--- REQUIREMENT A ---
List every line in the data records below that contains the string "lane".

--- PAGE EXTRACT ---
==*==
It’s hard to see these days, but scratched into a wall at Exeter Cathedral is the name of a composer who was born four centuries ago this year, in 1622, and had a curious life that took him from being a boy chorister in Exeter (hence the graffiti) to becoming a favoured figure at the court of King Charles II – despite the fact that somewhere along the way he had openly converted to Catholicism: a decision that generally killed off hopes of a career in 17th century England.
His name was Matthew Locke, re-membered mostly for the theatre and chamber music he composed in later life. But there’s also a body of choral works that he wrote in the 1630s-40s when he was still in Exeter. What makes them interesting is that they weren’t just for the cathedral choir – which, at the time, was prominent – but for the choir with an accompany-ing consort of viols, played by former choristers who took up instruments after their voices broke.
It’s music largely overlooked now: viols are bygone things and wouldn’t work liturgically. But to mark Locke’s anniversary the enterprising Two Moors Festival – a miraculous institution that against all logic makes remarkable events happen in remote locations across Exmoor and Dartmoor – organised a concert to revive it, bringing together today’s Exeter choir with the period ensemble Fretwork. It was something of a kind I’ve never heard before and maybe never will again. But for that reason alone it was special, summoning up the sounds of a lost world to an audience that was evidently mesmerised by what they heard. The choir was on good form under its director Timothy Noon. The plaintive melancholy of the viols was transcendental. And adding to the melancholic mood, James Mustard, Exeter’s Canon Precentor, threw in some stories of how the Cathedral suffered during the Civil War when Puritans destroyed its organ, abused its vestments and evicted its musicians from their homes – including the venerable organist Edward Gibbons (brother of Orlando) who was left walking the streets. Church musicians in the 21st century may not be able to pay their gas bills but don’t have it quite so bad.
==*==
--- REQUIREMENT B ---
In the concert review above, who directed the Exeter choir?

--- Data records ---
==*==
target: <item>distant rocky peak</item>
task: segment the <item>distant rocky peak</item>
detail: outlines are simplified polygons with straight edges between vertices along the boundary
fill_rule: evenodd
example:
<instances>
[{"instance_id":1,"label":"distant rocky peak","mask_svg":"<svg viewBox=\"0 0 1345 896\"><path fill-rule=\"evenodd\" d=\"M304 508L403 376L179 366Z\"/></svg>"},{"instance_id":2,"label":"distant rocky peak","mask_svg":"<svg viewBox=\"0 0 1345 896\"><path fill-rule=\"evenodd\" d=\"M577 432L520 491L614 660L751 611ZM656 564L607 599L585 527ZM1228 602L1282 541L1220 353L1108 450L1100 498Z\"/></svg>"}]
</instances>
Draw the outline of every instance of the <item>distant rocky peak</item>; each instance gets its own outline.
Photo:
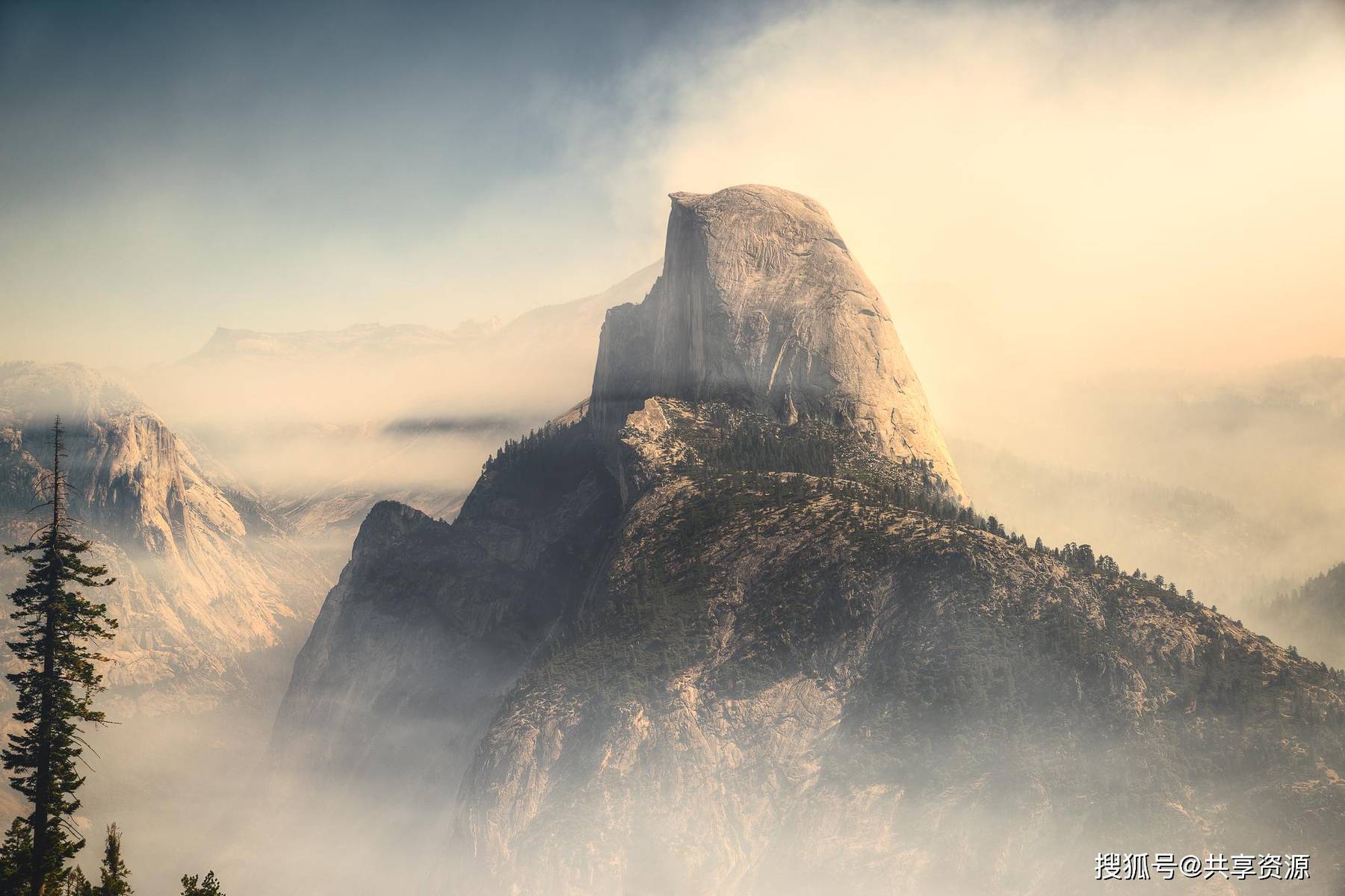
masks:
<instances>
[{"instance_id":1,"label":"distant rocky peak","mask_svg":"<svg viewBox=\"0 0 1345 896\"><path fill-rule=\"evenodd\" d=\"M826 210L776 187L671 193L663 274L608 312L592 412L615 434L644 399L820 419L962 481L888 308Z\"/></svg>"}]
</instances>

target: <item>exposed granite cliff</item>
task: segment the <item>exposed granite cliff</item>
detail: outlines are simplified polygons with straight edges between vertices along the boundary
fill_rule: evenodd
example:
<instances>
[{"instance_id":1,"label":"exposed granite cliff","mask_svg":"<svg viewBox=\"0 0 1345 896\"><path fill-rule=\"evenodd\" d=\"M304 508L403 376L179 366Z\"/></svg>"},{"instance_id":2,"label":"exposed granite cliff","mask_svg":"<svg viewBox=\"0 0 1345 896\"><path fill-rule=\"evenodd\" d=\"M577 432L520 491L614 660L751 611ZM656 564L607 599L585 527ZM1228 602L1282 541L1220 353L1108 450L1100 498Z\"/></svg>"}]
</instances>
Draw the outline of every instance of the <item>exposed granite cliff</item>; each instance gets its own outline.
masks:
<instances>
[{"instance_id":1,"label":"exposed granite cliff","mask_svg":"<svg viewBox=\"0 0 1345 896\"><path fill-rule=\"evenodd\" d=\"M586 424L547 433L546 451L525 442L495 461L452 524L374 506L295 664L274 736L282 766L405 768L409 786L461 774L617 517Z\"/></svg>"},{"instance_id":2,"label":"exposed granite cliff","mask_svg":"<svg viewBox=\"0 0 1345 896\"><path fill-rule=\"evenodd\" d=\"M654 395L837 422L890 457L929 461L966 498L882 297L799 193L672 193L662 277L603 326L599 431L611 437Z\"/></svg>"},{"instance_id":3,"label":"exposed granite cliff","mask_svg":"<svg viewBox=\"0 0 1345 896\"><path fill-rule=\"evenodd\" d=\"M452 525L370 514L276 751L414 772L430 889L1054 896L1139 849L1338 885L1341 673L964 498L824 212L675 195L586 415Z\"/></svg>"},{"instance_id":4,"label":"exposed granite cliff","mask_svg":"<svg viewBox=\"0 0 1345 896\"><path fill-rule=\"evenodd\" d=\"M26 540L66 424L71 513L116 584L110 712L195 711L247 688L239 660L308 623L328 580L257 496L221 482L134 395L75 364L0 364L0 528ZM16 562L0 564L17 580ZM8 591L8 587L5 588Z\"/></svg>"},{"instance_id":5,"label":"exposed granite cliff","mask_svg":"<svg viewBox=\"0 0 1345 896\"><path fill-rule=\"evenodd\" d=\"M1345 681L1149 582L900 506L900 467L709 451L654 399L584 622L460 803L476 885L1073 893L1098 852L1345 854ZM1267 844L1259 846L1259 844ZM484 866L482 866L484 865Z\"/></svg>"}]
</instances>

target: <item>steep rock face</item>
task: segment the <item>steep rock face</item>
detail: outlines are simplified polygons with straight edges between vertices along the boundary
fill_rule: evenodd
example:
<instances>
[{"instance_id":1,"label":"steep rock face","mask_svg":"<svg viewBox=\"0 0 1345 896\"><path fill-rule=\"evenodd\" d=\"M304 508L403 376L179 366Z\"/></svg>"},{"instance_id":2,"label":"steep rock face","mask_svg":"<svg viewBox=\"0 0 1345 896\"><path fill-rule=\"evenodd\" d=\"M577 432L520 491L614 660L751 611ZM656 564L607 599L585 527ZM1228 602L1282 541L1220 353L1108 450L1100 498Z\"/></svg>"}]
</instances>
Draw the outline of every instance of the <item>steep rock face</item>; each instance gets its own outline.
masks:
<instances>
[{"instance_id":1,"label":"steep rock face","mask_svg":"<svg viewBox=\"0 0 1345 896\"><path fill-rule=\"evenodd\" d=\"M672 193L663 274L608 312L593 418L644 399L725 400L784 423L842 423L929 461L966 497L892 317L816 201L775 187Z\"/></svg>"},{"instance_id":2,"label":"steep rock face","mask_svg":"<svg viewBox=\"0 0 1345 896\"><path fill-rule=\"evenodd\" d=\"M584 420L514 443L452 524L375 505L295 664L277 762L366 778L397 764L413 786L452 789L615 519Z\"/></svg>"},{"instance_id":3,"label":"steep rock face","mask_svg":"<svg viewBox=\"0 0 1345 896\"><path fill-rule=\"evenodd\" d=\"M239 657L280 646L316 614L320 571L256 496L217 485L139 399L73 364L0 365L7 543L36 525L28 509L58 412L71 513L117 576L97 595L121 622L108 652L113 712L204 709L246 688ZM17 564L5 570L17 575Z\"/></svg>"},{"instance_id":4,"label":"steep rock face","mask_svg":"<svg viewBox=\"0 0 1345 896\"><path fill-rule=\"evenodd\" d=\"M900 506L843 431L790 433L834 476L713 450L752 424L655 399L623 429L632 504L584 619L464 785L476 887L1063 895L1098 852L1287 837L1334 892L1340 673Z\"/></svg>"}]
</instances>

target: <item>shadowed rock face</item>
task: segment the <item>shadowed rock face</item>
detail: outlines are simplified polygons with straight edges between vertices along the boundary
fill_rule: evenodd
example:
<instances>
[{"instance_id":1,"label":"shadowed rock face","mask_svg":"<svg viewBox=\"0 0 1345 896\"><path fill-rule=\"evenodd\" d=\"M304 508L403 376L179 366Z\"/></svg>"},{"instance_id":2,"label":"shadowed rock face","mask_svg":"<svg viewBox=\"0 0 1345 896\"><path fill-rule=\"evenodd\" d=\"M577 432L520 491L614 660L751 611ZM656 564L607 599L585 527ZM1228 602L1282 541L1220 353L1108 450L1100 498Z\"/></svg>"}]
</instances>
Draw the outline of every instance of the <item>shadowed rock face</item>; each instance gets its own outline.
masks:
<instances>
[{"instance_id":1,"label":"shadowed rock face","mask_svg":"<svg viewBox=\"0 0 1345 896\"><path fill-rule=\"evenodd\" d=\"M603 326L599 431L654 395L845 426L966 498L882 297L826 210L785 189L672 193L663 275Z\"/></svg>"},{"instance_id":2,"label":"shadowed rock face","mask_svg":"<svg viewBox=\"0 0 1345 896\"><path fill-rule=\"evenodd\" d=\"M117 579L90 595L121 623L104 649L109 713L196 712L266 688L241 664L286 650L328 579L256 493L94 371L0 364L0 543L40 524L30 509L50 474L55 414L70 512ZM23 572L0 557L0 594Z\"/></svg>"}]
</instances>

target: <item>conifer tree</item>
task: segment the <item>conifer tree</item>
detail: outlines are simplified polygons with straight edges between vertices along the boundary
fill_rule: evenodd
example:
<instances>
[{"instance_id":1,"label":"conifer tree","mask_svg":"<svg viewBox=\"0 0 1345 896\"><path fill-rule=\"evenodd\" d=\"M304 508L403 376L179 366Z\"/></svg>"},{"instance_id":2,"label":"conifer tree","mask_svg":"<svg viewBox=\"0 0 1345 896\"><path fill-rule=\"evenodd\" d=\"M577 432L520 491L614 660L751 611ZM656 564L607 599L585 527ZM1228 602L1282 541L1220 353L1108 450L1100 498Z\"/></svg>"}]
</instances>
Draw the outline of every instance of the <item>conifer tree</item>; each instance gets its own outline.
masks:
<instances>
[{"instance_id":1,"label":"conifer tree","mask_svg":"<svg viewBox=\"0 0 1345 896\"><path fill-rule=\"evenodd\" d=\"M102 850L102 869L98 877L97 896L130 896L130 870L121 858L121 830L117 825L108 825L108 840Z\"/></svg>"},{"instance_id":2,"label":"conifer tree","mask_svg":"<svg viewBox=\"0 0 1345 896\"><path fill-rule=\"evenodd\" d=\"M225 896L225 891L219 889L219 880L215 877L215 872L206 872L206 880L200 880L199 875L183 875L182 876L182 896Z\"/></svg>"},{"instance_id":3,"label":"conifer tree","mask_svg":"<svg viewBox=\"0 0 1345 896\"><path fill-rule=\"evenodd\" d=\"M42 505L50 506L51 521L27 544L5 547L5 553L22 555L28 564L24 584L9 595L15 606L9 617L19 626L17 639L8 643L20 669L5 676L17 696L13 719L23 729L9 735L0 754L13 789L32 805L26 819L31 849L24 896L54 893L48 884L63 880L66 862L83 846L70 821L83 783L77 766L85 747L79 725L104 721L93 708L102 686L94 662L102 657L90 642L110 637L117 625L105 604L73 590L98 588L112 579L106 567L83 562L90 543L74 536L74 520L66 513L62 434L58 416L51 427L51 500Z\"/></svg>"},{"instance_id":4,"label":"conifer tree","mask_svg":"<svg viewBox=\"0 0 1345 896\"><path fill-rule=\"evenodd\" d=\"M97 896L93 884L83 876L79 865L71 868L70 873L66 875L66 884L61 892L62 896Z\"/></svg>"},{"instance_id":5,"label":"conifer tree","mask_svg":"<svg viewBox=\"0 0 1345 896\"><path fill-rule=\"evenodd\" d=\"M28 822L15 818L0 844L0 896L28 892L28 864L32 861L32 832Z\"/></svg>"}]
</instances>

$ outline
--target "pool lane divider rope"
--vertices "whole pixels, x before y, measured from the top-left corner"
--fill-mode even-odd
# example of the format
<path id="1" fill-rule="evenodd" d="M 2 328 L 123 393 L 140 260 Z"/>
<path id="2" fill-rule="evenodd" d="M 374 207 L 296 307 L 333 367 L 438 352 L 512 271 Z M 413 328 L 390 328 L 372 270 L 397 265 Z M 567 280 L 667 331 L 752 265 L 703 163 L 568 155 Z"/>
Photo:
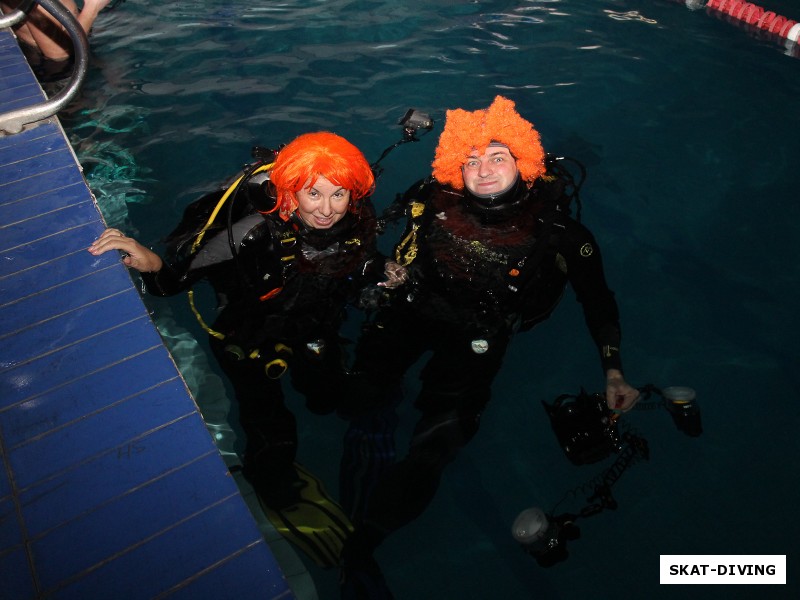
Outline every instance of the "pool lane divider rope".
==*==
--- EXPECTED OUTPUT A ---
--target "pool lane divider rope"
Outline every instance of the "pool lane divider rope".

--- EXPECTED OUTPUT B ---
Timothy Noon